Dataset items
------------------------------
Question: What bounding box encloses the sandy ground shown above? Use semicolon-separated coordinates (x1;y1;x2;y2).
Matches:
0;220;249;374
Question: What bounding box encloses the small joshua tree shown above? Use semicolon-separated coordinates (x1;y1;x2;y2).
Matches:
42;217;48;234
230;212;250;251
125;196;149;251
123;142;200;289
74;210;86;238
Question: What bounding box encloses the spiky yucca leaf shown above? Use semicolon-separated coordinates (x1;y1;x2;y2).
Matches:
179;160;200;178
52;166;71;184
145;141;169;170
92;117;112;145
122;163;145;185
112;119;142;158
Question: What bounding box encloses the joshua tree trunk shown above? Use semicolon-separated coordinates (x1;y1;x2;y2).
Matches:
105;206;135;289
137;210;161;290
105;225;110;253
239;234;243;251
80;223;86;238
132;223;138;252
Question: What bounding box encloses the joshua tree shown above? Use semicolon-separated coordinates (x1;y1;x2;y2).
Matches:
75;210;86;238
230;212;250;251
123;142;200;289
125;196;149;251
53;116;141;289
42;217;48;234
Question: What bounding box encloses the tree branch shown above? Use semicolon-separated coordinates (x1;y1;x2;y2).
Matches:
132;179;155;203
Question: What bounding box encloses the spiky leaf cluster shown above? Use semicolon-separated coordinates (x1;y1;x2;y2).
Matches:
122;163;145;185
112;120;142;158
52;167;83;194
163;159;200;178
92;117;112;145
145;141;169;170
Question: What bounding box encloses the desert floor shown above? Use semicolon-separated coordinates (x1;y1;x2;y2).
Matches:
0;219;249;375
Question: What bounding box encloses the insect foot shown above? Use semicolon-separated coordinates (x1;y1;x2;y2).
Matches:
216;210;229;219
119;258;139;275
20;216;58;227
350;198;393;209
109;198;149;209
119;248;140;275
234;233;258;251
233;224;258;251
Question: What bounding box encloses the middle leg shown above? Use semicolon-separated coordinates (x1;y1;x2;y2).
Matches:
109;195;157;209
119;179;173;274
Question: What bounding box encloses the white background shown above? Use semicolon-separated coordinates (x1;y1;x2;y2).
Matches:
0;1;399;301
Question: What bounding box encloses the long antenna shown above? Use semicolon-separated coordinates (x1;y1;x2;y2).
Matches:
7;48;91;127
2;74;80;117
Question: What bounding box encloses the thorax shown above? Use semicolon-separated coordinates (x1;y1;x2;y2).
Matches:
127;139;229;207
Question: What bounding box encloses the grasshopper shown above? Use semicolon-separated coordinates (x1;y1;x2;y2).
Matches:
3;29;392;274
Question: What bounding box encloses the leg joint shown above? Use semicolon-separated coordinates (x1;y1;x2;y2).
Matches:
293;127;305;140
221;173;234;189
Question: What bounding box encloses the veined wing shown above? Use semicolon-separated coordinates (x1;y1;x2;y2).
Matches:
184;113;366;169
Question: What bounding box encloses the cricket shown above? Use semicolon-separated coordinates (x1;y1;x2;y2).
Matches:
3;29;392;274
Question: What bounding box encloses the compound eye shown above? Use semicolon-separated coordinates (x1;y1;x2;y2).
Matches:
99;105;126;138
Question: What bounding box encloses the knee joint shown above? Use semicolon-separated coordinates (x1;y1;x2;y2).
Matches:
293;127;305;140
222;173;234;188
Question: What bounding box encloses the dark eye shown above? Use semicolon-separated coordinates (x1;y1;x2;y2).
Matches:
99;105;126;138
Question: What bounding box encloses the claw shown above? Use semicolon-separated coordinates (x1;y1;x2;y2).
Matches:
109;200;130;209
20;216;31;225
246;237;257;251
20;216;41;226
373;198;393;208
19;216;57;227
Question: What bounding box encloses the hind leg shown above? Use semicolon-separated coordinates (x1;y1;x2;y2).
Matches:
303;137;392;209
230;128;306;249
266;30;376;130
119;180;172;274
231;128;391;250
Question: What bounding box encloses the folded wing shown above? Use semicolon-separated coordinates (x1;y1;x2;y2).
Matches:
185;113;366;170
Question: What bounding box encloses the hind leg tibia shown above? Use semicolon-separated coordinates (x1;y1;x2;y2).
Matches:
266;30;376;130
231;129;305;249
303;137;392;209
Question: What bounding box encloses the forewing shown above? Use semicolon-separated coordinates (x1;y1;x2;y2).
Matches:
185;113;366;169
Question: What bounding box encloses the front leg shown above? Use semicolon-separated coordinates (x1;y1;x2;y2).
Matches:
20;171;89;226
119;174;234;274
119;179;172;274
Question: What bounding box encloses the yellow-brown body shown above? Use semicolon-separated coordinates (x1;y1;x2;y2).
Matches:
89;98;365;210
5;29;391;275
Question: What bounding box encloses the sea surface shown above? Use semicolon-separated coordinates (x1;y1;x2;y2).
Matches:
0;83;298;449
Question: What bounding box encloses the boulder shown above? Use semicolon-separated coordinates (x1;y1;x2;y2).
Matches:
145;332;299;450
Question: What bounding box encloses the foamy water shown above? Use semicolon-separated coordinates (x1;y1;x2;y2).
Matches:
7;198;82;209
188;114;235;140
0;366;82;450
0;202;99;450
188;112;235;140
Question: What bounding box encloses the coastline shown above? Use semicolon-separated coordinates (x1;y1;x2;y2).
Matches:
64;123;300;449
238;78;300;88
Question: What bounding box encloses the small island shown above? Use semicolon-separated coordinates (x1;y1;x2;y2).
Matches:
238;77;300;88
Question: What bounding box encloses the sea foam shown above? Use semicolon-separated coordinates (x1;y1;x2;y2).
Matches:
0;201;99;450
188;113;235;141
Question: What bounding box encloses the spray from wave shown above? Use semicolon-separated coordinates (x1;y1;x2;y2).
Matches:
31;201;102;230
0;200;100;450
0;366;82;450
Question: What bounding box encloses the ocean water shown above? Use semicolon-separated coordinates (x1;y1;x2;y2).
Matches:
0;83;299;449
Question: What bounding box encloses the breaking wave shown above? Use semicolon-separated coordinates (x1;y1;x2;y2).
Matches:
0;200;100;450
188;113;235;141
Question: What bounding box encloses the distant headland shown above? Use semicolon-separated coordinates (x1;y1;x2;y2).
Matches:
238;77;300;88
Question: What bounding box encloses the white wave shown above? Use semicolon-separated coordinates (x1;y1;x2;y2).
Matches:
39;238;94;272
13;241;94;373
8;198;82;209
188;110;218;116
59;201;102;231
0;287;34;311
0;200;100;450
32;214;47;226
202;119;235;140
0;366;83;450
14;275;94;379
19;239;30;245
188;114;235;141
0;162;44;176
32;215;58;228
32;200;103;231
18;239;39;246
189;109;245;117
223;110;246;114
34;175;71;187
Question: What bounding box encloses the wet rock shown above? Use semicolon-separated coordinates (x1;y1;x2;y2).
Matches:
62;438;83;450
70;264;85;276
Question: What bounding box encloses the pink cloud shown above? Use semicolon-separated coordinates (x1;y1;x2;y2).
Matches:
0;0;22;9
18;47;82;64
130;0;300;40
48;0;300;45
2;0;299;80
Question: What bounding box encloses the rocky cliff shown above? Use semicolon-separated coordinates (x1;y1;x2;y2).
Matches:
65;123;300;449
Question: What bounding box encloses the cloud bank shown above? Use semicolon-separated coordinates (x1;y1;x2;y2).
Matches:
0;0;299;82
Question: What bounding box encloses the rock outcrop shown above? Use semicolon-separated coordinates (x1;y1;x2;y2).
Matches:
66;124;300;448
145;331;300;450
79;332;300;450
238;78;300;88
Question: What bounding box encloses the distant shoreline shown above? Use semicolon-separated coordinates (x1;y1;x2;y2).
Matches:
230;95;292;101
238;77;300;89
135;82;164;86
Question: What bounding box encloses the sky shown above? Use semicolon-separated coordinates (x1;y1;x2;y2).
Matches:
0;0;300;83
------------------------------
Repeat the data. Leave nothing out and change nothing.

Question: What bounding box encloses the sandy ground shown above? Use semicolon-separated coordinates (x1;y1;x2;y2).
Matches:
0;220;249;374
Question: What bounding box encloses the small joshua tree shown above? Use semicolon-separated coordinates (x1;y1;x2;y2).
Matches:
42;217;48;234
230;212;250;251
125;196;149;251
123;142;200;289
74;210;86;238
Question: What bounding box encloses the spiky yucca leaf shown above? Use semicolon-separated coordinates (x1;y1;x2;y2).
Matches:
179;160;200;178
52;166;71;184
145;141;169;170
92;117;112;145
122;163;145;185
112;119;142;158
Question: What bounding box encloses the joshua tree trunk shown above? Use semicolon-separated coordinates (x1;y1;x2;y2).
Matches:
105;206;135;289
137;210;161;290
105;225;110;253
239;234;243;251
80;223;86;238
132;223;138;252
Question: What bounding box encloses the joshua tree shown above? Use semicolon-separated coordinates (x1;y1;x2;y2).
Matches:
75;210;86;238
230;212;250;251
123;142;200;289
125;196;149;251
53;116;141;289
42;217;48;234
Question: What bounding box encloses the tree branch shown above? Use semicolon-separated coordinates (x1;y1;x2;y2).
Matches:
132;179;155;203
Question: What bounding box encloses the spiky leaf cluster shown above? Use semicolon-separated coordinates (x1;y1;x2;y2).
Matches:
122;163;145;185
112;120;142;158
52;167;83;194
163;159;200;178
92;117;112;145
145;141;169;170
Question: What bounding box encloses the desert floor shown above? Use semicolon-separated coordinates (x1;y1;x2;y2).
Matches:
0;219;249;375
Question: What bounding box encloses the insect foot shown above? Use semicolon-separated coordinates (x1;y1;x2;y2).
Matches:
216;210;229;219
119;258;139;275
20;216;58;227
350;198;393;209
109;198;149;209
119;248;140;275
234;233;258;251
233;224;258;251
Question: What bounding box encloses the middle leg shown above? Use semicolon-separated coordinates (x1;y1;x2;y2).
Matches:
109;195;157;209
119;179;173;274
Question: What bounding box encloses the white background shown above? Use semicolon-separated coordinates (x1;y1;x2;y2).
Matches:
0;1;399;301
Question: What bounding box encloses the long antenna shown above? Use semicolon-separated coordinates (x1;y1;x2;y2).
Matches:
7;48;91;127
2;74;80;117
Question: What bounding box encloses the thorax shown above? Use semicolon-separated coordinates (x1;y1;x2;y2).
Matches:
127;139;229;207
Question: What bounding box encloses the grasshopper shown above? Use semicolon-separated coordinates (x1;y1;x2;y2).
Matches:
3;29;392;274
Question: What bounding box encloses the leg joint shown above? Use semicolon-separated coordinates (x1;y1;x2;y2).
Matches:
293;127;305;140
221;173;234;189
Question: What bounding box encloses the veined wing shown above? Use semicolon-separated coordinates (x1;y1;x2;y2).
Matches:
184;113;366;169
Question: What bounding box encloses the cricket shown above? Use semicolon-separated coordinates (x1;y1;x2;y2).
Matches:
3;29;392;274
Question: What bounding box encloses the compound eye shown above? Use semicolon-separated coordinates (x1;y1;x2;y2).
Matches:
99;105;126;138
Question: What bounding box encloses the knee joint shown above? Use semicolon-separated coordinates (x1;y1;x2;y2).
Matches:
293;127;305;140
222;173;234;188
Question: What bounding box encloses the dark eye shown above? Use semicolon-separated coordinates (x1;y1;x2;y2).
Matches:
99;105;126;138
Question: What bounding box encloses the claw shown above? Use semicolon-separated coordinates (x1;y1;x2;y2).
Matches:
109;200;130;209
20;216;31;225
246;237;257;251
20;216;41;226
373;198;393;208
19;216;57;227
Question: What bounding box encloses the hind leg shown above? Use semicolon-separated coordinates (x1;y1;x2;y2).
Matches:
303;137;392;209
230;128;306;249
266;30;376;130
119;180;172;274
231;128;391;250
Question: What bounding box encloses the folded wing shown above? Use semicolon-separated coordinates (x1;y1;x2;y2).
Matches:
185;113;366;170
Question: What bounding box encloses the hind leg tibia shown above? Use semicolon-separated coordinates (x1;y1;x2;y2).
Matches:
266;30;376;130
231;129;305;249
303;137;392;209
Question: What bounding box encloses the forewing shown above? Use semicolon-separated coordinates (x1;y1;x2;y2).
Matches:
185;113;366;169
Question: What bounding box encloses the front leg shown above? Use semicolon-separated coordinates (x1;y1;x2;y2).
Matches:
20;171;89;226
119;174;234;274
119;179;172;274
Question: What bounding box encloses the yellow-brown body shown above? Use semicolon-separated coordinates (x1;y1;x2;y2).
Matches:
89;98;365;210
5;29;391;275
Question: What bounding box encloses the sea surface shown above? Use semicolon-separated coordinates (x1;y1;x2;y2).
Matches:
0;83;298;449
Question: What bounding box encloses the boulder shown above? Use semicolon-separated coordinates (x1;y1;x2;y2).
Matches:
145;332;299;450
Question: What bounding box encloses the foamy water shown above? Use semicolon-separated coordinates (x1;y1;x2;y2).
Matches:
7;198;82;209
188;114;235;140
0;366;82;450
0;202;99;450
188;112;235;140
Question: What bounding box encloses the coastline shown above? Use semicolon-separated coordinates (x1;y1;x2;y2).
Matches:
64;123;300;449
238;78;300;88
Question: What bounding box encloses the small island shown above? Use semicolon-separated coordinates (x1;y1;x2;y2).
Matches:
238;77;300;88
Question: What bounding box encloses the sea foam shown above? Use semicolon-separated coordinates (x1;y1;x2;y2).
Matches:
0;201;99;450
188;113;235;141
Question: What bounding box encloses the spray from wave shown above? Use semicolon-separated coordinates (x1;y1;x2;y2).
Matches:
31;201;102;230
0;200;100;450
0;366;82;450
Question: What bounding box encloses the ocean water shown above? Use semicolon-separated coordinates (x1;y1;x2;y2).
Matches:
0;83;299;449
Question: What bounding box encloses the breaking wave shown above? Use semicolon-separated coordinates (x1;y1;x2;y2).
Matches:
0;200;100;450
188;113;235;141
Question: What bounding box encloses the distant headland shown above? Use semicolon-separated coordinates (x1;y1;x2;y2).
Matches:
238;77;300;88
Question: What bounding box encloses the white wave shown above? Use semicolon-separated coordinates (x1;y1;x2;y2).
Matches:
39;238;94;272
13;241;94;373
8;198;82;209
188;110;218;116
59;201;102;231
0;287;34;311
0;200;100;450
32;214;47;226
202;119;235;140
0;366;83;450
14;275;94;379
19;239;30;245
188;114;235;141
0;162;44;176
32;215;58;228
32;200;103;231
18;239;39;246
189;109;245;117
223;110;246;114
34;175;71;187
Question: What bounding box encloses the wet rock shown above? Use semicolon-separated coordinates (x1;y1;x2;y2).
Matches:
62;438;83;450
70;264;85;276
Question: What bounding box encloses the pink cloud shown above? Use semicolon-separated coordinates (x1;y1;x2;y2).
Matches:
0;0;22;9
18;47;82;64
130;0;300;40
48;0;300;45
2;0;299;80
Question: What bounding box encloses the rocky cliff shown above? Use semicolon-separated coordinates (x1;y1;x2;y2).
Matches:
65;123;300;449
Question: What bounding box encloses the cloud bank shown above? Use semicolon-separated coordinates (x1;y1;x2;y2).
Matches:
0;0;299;82
Question: What bounding box encloses the rock outcrop shown above? Use semicolon-separated coordinates (x1;y1;x2;y2).
Matches:
66;124;300;448
145;331;300;450
79;332;300;450
238;78;300;88
Question: What bounding box encloses the distant shoreline shown above? Use semicolon-separated coordinates (x1;y1;x2;y2).
Matches:
230;95;292;101
238;77;300;89
135;82;164;86
Question: What bounding box encloses the sky shown above? Use semicolon-separated coordinates (x1;y1;x2;y2).
Matches:
0;0;300;83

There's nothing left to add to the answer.